■ **Problem to work on**
Repeat the entries below word for word, though any picture in them should be dropped.

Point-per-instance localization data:
*** Begin section ***

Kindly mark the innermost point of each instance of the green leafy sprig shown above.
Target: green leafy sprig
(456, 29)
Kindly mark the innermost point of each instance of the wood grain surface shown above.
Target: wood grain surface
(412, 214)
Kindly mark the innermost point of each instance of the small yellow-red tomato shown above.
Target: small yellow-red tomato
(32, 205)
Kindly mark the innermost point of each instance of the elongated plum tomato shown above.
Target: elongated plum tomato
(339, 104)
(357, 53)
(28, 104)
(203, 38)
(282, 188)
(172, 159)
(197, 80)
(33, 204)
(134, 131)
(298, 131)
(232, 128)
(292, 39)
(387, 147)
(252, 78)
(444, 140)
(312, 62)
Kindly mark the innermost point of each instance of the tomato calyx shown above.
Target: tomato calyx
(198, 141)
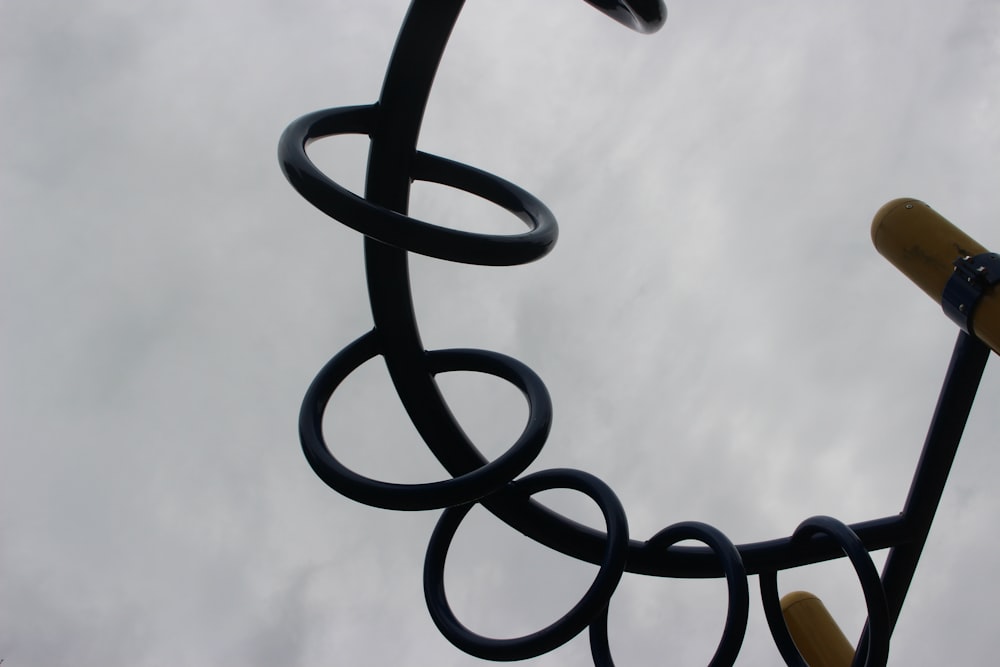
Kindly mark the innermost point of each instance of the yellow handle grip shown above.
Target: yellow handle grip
(924, 246)
(817, 636)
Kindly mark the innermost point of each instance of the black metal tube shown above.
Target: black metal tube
(950, 416)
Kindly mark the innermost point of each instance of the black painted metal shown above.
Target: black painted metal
(972, 276)
(393, 125)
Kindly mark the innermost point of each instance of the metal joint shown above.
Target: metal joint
(972, 277)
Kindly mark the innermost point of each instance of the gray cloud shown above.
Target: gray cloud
(720, 339)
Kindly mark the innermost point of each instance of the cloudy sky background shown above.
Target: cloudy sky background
(721, 341)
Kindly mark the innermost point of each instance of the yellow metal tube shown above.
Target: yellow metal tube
(817, 636)
(924, 245)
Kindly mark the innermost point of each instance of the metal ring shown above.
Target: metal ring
(879, 626)
(734, 630)
(576, 619)
(434, 495)
(402, 231)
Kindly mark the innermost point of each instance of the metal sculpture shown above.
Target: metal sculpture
(392, 124)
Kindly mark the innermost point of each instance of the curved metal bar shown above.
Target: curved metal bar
(576, 619)
(875, 651)
(393, 125)
(736, 580)
(402, 231)
(434, 495)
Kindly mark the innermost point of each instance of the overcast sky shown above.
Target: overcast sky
(720, 339)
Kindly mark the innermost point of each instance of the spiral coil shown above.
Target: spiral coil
(392, 124)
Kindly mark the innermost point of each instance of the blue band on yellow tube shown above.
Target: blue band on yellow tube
(972, 276)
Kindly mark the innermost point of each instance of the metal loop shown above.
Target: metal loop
(402, 231)
(879, 626)
(576, 619)
(734, 630)
(434, 495)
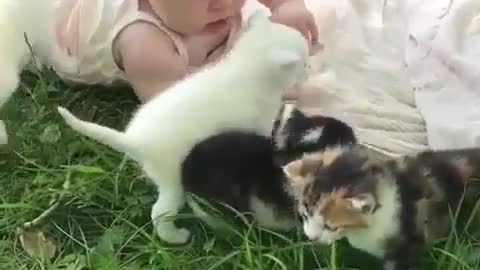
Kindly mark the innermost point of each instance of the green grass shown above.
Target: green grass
(103, 221)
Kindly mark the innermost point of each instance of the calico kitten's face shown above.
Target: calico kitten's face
(334, 196)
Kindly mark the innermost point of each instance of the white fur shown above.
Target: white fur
(382, 224)
(32, 19)
(243, 91)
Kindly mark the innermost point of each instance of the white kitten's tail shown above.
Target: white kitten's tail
(108, 136)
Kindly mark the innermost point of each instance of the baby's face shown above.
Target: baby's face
(197, 16)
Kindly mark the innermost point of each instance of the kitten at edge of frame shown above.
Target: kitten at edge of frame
(386, 208)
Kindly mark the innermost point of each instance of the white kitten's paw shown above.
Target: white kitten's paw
(178, 236)
(3, 133)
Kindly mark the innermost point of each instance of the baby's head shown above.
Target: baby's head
(196, 16)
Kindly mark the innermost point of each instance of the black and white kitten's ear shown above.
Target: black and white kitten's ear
(364, 203)
(283, 59)
(302, 170)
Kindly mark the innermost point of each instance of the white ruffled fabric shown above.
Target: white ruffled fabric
(405, 74)
(444, 69)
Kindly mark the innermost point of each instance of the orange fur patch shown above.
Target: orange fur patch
(337, 211)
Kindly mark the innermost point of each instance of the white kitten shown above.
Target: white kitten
(242, 92)
(21, 19)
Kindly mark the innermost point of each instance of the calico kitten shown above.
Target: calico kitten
(239, 169)
(295, 133)
(386, 208)
(240, 92)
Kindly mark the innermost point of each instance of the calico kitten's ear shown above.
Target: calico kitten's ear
(300, 170)
(364, 203)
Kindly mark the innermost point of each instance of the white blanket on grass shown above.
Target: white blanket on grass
(375, 72)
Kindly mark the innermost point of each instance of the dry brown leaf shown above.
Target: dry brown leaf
(36, 244)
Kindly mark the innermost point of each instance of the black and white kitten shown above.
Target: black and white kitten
(239, 169)
(388, 208)
(295, 134)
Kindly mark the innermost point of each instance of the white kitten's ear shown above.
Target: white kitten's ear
(257, 18)
(364, 203)
(283, 59)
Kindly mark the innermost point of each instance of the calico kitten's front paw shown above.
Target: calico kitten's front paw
(177, 237)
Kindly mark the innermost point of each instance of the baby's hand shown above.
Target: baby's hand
(295, 14)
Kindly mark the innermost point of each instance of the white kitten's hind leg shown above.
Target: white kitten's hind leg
(169, 202)
(171, 199)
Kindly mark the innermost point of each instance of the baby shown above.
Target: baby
(153, 43)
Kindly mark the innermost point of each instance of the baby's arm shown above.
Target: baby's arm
(149, 59)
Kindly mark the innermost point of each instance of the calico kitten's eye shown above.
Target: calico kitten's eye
(332, 229)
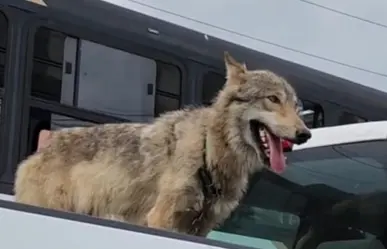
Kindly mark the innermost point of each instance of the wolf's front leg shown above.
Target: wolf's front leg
(174, 211)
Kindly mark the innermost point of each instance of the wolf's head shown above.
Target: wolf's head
(262, 109)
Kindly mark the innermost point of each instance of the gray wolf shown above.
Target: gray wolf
(185, 172)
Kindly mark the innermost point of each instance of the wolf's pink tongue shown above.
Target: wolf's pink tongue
(277, 157)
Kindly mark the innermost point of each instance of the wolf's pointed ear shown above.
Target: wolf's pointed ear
(234, 68)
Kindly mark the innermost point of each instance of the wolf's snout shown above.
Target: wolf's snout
(302, 136)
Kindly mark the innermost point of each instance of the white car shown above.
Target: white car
(331, 196)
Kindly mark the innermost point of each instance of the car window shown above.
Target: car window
(329, 197)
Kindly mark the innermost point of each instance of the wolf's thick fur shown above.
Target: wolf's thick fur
(146, 174)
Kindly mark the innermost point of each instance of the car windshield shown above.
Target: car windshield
(329, 197)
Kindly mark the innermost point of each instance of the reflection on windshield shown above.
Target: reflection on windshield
(328, 198)
(259, 228)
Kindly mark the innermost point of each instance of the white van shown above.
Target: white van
(332, 196)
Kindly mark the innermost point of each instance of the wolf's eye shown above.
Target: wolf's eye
(238, 99)
(274, 99)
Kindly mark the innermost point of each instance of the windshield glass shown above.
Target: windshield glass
(329, 197)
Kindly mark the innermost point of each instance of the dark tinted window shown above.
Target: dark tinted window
(3, 44)
(328, 198)
(168, 88)
(212, 83)
(47, 66)
(349, 118)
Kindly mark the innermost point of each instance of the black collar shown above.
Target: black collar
(210, 191)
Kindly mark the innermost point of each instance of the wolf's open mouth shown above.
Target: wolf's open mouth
(270, 146)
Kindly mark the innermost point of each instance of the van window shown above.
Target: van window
(3, 44)
(93, 76)
(212, 83)
(326, 198)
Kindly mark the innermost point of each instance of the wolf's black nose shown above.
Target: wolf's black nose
(302, 136)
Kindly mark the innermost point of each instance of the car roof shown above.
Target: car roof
(342, 134)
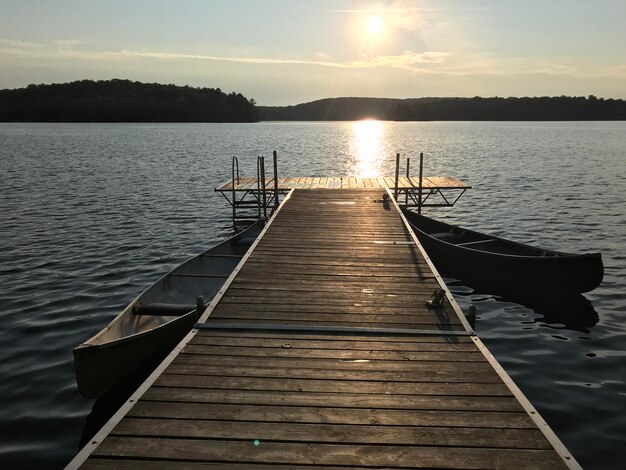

*** End section ***

■ **Response below**
Kindly mark the innermost point of each instance of the green leafy sprig shown above.
Target: green leafy sprig
(456, 29)
Kindly mark the innermost point of each instance of the wood grain surface shown above.
Target: wood grain surface
(412, 214)
Kindly mark the innermost point of each instance of the small yellow-red tomato shown above.
Target: small yellow-red tomato
(32, 205)
Kindly mark the innermost point of each instance of the elongated plum tomato shown above.
Target: elongated plum tomato
(339, 104)
(357, 53)
(28, 104)
(203, 38)
(282, 188)
(172, 159)
(197, 80)
(33, 204)
(134, 131)
(298, 131)
(232, 128)
(292, 39)
(387, 147)
(252, 78)
(444, 140)
(312, 62)
Kindly mark the innermost point of each instance of the tomato calyx shown above.
Target: tomato calyx
(198, 141)
Kindly mark the innermost point of each instance of the yellow handle grip shown above.
Target: yellow handle grip
(924, 246)
(817, 636)
Kindly mark the innermost point of each instance of the black metal tube shown above.
Target: black metal tube
(950, 416)
Kindly mark the innermost point of each instance of the black painted metal shown above.
Target: black painted metal
(972, 276)
(393, 125)
Kindly mark the innermost point of each instance of the metal joint shown above.
Target: metal joint
(972, 277)
Kindly mark the innermost point of each instance of the gray cloud shown above.
Target: gray cloud
(720, 339)
Kindly mark the innermost point of each instance of the cloudy sky background shown above.
Target: cloudy sky background
(721, 341)
Kindly mark the innermost point of each instance of the yellow metal tube shown above.
Target: yellow metal tube
(817, 636)
(924, 245)
Kindly mark the innermost point of each instance of the metal ring shown above.
Target: metal ring
(879, 626)
(734, 630)
(576, 619)
(434, 495)
(402, 231)
Kindly mark the innermost point of each instance of the metal sculpture shown above.
Target: metal sculpture
(392, 124)
Kindly mark the innermost point of each instance of the curved metal bar shown above.
Target: curved metal bar
(576, 619)
(875, 651)
(393, 125)
(736, 580)
(402, 231)
(434, 495)
Kindly mark the innermost point of each instance of the overcast sky shown above.
Target: overcast sky
(720, 339)
Kindly mark the innermost point of each instance of the spiral coil shown above.
Target: spiral coil
(392, 124)
Kindly mark the innermost point of each instance of the blue band on yellow tube shown above.
Target: blue band on yellow tube
(972, 276)
Kindly mark the innermost point of each instance of the metal loop shown above.
Target: metal loop
(402, 231)
(879, 626)
(576, 619)
(734, 630)
(434, 495)
Kindly mark the innermost point of each instance of the green grass shown above.
Target: green grass
(103, 221)
Kindly mark the innermost point of each instance of the calico kitten's face shown above.
Target: calico kitten's face
(334, 196)
Kindly mark the innermost point of each instance of the white fur shown above.
Target: white fur
(382, 224)
(32, 19)
(243, 91)
Kindly mark the innermost point of each instance of the white kitten's tail shown above.
Target: white kitten's tail
(108, 136)
Kindly mark the innermost point of each instance of the baby's face shown above.
Target: baby's face
(197, 16)
Kindly mark the innermost point of each instance of the kitten at edge of frame shown above.
Target: kitten at edge of frame
(386, 208)
Kindly mark the innermost point of each instance of the white kitten's paw shown above.
Target: white kitten's paw
(178, 236)
(3, 133)
Kindly mark the innermost point of each instance of the baby's head shown above.
Target: baby's head
(196, 16)
Kindly mark the innermost point of each instance of the black and white kitten's ear shown above.
Target: black and white kitten's ear
(364, 203)
(283, 59)
(302, 170)
Kindly mark the innermost point of each instance of the white ruffled fabric shown above.
Target: white ruffled fabric
(405, 74)
(444, 69)
Kindly mark the innermost point of each instance of the orange fur patch shown above.
Target: orange fur patch
(337, 211)
Kindly mark the innermost point of each instance of the white kitten shown above.
Target: white kitten
(242, 92)
(21, 19)
Kindly mark the innermost point of each instance of the calico kitten shown above.
Target: calico kitten
(239, 169)
(295, 133)
(386, 208)
(240, 92)
Kindly mark the innermost point of each instance of the calico kitten's ear shown above.
Target: calico kitten's ear
(300, 170)
(364, 203)
Kindly mark the innermost point of each instance of the white blanket on grass shown above.
Target: white blanket on grass
(375, 72)
Kindly mark the innermost point of each instance of the dry brown leaf shown above.
Target: dry brown leaf
(36, 244)
Kindly mark the innermost point of each instance of the black and white kitten shown above.
Target: black and white kitten
(239, 169)
(388, 208)
(295, 134)
Kindly mark the innermost point of each instance of the white kitten's ear shown above.
Target: white kitten's ear
(257, 18)
(364, 203)
(283, 59)
Kindly mark the innermost point of each instance of the calico kitten's front paw shown above.
Target: calico kitten's front paw
(177, 237)
Kindly mark the innermost point of each instance of the baby's hand shown above.
Target: baby's hand
(295, 14)
Kindly mark the innermost point of each instance of the white kitten's hind leg shown above.
Target: white kitten's hind leg
(169, 202)
(171, 199)
Kindly mark the innermost point of each instance of the baby shown above.
Target: baby
(153, 43)
Kindly mark the innermost point of each instance of the baby's arm shown above.
Target: baby's arm
(149, 59)
Kindly mark the innermost point of each instance of the calico kitten's eye shown above.
Target: calico kitten's eye
(332, 229)
Kindly mark the innermost point of each instance of the wolf's front leg shown above.
Target: wolf's front leg
(174, 211)
Kindly mark the innermost point of each instance of the wolf's head shown above.
Target: wolf's head
(262, 109)
Kindly mark the innermost point of each instance of the gray wolf shown above.
Target: gray wolf
(185, 172)
Kindly mark the innermost point of each instance of the wolf's pink tongue shown above.
Target: wolf's pink tongue
(277, 157)
Kindly mark the innermost point of each instance of the wolf's pointed ear shown above.
Target: wolf's pointed ear
(234, 68)
Kindly mark the innermost point of each instance of the wolf's snout shown above.
Target: wolf's snout
(302, 136)
Kindly mark the innermost point of each instance of the white car shown above.
Target: white car
(331, 196)
Kindly mark the innermost point of each instance of the car window shown above.
Target: car window
(329, 197)
Kindly mark the innermost point of each instance of the wolf's thick fur shown above.
Target: wolf's thick fur
(146, 174)
Kindly mark the innermost point of each instance of the car windshield shown above.
Target: car windshield
(329, 197)
Kindly mark the innermost point of each instance of the reflection on windshield shown above.
Target: reflection on windshield
(328, 198)
(259, 228)
Kindly mark the innermost point of each instance of the white van shown above.
Target: white van
(332, 196)
Kindly mark the innermost point of each instance of the wolf's eye shown above.
Target: wolf's eye
(238, 99)
(274, 99)
Kindly mark the innermost point of each instance of the windshield glass shown above.
Target: windshield glass
(329, 197)
Kindly mark the innermost point of each instance of the dark tinted window shown above.
Target: dark tinted window
(3, 44)
(328, 198)
(168, 88)
(212, 83)
(47, 66)
(349, 118)
Kindly mark the innermost point of each instance of the black collar shown above.
Target: black collar
(210, 191)
Kindly mark the innermost point of each instance of the wolf's open mouth shown above.
Target: wolf's open mouth
(270, 146)
Kindly mark the innermost point of each instance of the van window shown above.
Target: van window
(3, 44)
(93, 76)
(212, 83)
(326, 198)
Kindly mark the innermost point of each instance of the wolf's black nose shown above.
Target: wolf's black nose
(302, 136)
Kindly mark the innermost point of each instance of the car roof shown above.
Target: car roof
(342, 134)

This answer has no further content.